Granger-causality: The process \(X\) is not Granger-causal to the process \(Y\), relative to the side information \(Z\), if and only if: \[\underbrace{R(Y^{t+1}| Y^t,Z^t)}_{independent\ of\ X^t} = R(Y^{t+1}| X^t,Y^t,Z^t).\]
For example, a linear vector-autoregressive model function \(f\) with a number of lags \(l\) may look like:
\[\hat{Y}(t)=\underbrace{f(Y^t)}_{independent\ of\ X^t}=\beta_o + \sum_{s=1}^l{\beta_s Y(t-s)+\epsilon_t}, \ \ \ \ (1)\] \[\tilde{Y}(t)=\underbrace{f(X^t,Y^t)}_{dependent\ on\ X^t}=\tilde{\beta}_o + \sum_{s=1}^l{\tilde{\beta}_s Y(t-s)+ \sum_{s=1}^l{\tilde\gamma}_s X(t-s) + \tilde{\epsilon}_t}. \ \ \ \ (2)\]
Similarly, one can choose alternative models to estimate the expected prediction errors based on deep learning, neural networks, support vector machines, random forest, or any other supervised technique to fit the model.
In each situation, the variable \(X\) does not Granger-cause \(Y\) if and only if the expected prediction errors of \(X\) in the restricted \(\hat{Y}(t)\) and unrestricted \(\tilde{Y}(t)\) models are equal. In other words, the two models are statistically indistinguishable and any differences in prediction are only due to random factors (noise).
One parametric test for assessing a Granger-causality test is the one-way analysis of variance (one-way ANOVA) test to compare the residuals of the restricted and unrestricted models, i.e., compare the statistical differences of the residuals. When performing multiple such tests, e.g., in contrasting multiple \(l\) lags, one needs to adjust the resulting p-values by correcting for multiple hypothesis tests, using false discovery rate (FDR), family-wise error rate (FWER), or Bonferroni correction.
We can also formulate a more general probabilistic definition of causality using conditional probability, \(p(. | .)\). This approach avoids the need to explicitly define a priori prediction function models in advance.
Recall that \(Y_{t+1}\) and \(X^t\) are (statistically) independent given the past information \((X^t,Y^t)\) if and only if \[p(Y_{t+1}|X^t,Y^t, Z^t)=p(Y_{t+1}|Y^t, Z^t).\] In other words, knowing or ignoring past information, \(X^t\), about the process \(X\) does not affect the probability distribution of the future outcome, \(Y_{t+1}\).
Probability-based Granger causality: The process \(X\) does not Granger-cause the process \(Y\), relative to some side information \(Z\), if and only if \(Y_{t+1} \perp X^t\ |\ Y^t,Z^t\). That is, given the past information about \(Y^t\) and \(Z^t\), \(Y_{t+1}\) is independent of (orthogonal to) \(X^t\).

PROVIDED ENTRIES:

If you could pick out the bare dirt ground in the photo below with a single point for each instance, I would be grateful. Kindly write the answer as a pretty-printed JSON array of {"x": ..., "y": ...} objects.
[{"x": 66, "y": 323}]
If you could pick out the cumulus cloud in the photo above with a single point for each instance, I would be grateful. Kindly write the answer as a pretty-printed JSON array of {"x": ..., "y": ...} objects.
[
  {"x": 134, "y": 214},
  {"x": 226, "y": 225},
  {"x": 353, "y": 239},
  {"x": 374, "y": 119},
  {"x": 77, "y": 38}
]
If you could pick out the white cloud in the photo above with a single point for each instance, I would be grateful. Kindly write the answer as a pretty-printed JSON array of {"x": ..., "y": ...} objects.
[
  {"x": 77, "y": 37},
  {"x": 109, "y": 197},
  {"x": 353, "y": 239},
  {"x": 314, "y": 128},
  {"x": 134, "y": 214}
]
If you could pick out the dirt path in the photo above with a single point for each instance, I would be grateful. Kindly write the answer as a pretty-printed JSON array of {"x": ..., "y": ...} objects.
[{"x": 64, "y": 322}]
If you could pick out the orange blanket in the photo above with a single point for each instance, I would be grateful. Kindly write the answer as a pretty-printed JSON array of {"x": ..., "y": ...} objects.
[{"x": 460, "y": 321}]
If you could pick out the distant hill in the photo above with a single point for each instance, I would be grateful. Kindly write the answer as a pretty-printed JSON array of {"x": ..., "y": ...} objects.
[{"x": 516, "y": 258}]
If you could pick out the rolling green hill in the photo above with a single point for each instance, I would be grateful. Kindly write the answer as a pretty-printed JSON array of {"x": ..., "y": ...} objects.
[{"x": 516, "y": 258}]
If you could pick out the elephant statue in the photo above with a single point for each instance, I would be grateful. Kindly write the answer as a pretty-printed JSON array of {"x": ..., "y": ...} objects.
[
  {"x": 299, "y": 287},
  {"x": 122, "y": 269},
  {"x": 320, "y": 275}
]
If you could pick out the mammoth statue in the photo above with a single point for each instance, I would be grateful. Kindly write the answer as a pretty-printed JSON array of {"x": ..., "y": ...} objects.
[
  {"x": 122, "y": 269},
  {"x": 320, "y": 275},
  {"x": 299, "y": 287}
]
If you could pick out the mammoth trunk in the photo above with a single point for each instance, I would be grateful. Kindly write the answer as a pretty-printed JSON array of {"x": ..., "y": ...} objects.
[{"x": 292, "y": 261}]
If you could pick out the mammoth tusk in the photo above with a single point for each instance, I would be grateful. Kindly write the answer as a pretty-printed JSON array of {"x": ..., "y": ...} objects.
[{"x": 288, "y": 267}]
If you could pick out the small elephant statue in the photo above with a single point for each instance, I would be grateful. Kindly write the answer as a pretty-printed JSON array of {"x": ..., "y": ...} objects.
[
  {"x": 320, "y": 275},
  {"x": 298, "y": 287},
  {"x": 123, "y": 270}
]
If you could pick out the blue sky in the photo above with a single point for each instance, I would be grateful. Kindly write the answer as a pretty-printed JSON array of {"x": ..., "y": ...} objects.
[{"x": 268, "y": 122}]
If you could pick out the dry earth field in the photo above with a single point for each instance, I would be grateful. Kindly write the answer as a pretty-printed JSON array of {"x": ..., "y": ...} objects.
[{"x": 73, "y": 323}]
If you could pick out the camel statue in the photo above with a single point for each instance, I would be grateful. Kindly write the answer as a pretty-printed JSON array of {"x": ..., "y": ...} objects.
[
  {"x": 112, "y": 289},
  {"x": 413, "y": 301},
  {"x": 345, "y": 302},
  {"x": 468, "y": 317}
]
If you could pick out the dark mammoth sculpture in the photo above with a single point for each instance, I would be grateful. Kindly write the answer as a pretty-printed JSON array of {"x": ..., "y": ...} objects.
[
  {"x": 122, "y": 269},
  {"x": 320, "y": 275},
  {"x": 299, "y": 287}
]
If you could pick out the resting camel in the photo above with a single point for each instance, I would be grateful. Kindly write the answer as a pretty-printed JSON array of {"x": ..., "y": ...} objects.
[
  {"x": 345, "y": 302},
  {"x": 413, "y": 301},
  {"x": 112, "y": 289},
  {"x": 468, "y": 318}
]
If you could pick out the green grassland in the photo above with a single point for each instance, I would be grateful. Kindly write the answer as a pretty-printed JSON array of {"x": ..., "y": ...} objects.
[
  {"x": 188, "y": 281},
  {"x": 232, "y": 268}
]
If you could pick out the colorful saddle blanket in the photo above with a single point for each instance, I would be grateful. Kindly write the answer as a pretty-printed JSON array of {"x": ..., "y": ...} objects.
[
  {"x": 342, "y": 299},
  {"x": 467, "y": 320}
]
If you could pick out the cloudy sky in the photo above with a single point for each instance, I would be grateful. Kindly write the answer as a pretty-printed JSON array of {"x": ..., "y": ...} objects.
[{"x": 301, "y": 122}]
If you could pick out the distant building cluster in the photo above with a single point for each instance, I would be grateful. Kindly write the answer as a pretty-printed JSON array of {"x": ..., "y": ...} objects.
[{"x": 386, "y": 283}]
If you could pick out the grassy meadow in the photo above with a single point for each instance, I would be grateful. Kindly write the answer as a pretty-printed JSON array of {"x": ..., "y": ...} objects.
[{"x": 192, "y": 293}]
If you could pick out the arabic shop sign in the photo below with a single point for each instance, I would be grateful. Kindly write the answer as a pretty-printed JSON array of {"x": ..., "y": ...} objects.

EXERCISE TASKS:
1. Find every line in the records that contains the word "green", matching case exactly, and copy each of those lines out in full.
2. Pick up the Granger-causality passage after its last sentence and write what could come next.
The passage on Granger causality and the records come from unrelated sources.

RESPONSES FOR EACH TASK:
1.
If you could pick out the rolling green hill in the photo above with a single point for each instance, I would be grateful. Kindly write the answer as a pretty-printed JSON array of {"x": ..., "y": ...} objects.
If you could pick out the green grassland in the photo above with a single point for each instance, I would be grateful. Kindly write the answer as a pretty-printed JSON array of {"x": ..., "y": ...} objects.

2.
Probabilistic Granger causality does not require an explicit function model coupling the two processes \(X\) and \(Y\). However, it still requires a strategy to compute the conditional dependence of \(Y_{t+1}\) on the other previously observed variables, \(p(Y_{t+1}|X^t,Y^t, Z^t)\).
Now, we will connect Granger causality with information theory.
Reviewing some of the information theory details in the DSPA Information Theory and Statistical Learning Appendix may be useful before proceeding further in this section.
For a bivariate process \(W=(X,Y)\), let’s denote the pair of marginal and the joint distribution functions by \(p_X(x)\), \(p_Y(y)\), and \(p_{X,Y}(x,y)\). In the discrete and continuous cases, the joint (Shannon/Differential) entropy between the univariate processes \(X\) and \(Y\) is defined by:
\[\underbrace{H(X,Y)}_{Shannon\ entropy}=-\sum_{x\in X}{\sum_{y\in Y}{p_{X,Y}(x,y)\log ( p_{X,Y}(x,y)) }},\]
\[\underbrace{h(X,Y)}_{Differential\ entropy}=-\int_{x\in \Omega_X}{\int_{y\in \Omega_Y}{p_{X,Y}(x,y)\log ( p_{X,Y}(x,y)) }}dxdy,\]
The uncertainty of \(Y\) given a specific realization \(X\) is captured by the conditional entropy :
\[H(Y|X) = H(X,Y) - H(X),\]
where the entropy of the single variable \(X\) is:
\[H(X)=-\sum_{x\in X}{p_{X}(x)\log ( p_{X}(x)) }.\]
The Granger causality can be computed using transfer entropy, which detects directional and dynamical information without assuming any particular function modeling process interactions.
Transfer entropy quantifies the amount of directed information transfer between the random processes \(X\) and \(Y\). As a non-parametric statistic, the transfer entropy measures the reduction of uncertainty in prospective values of \(Y\) given the past values of \(X\) and \(Y\).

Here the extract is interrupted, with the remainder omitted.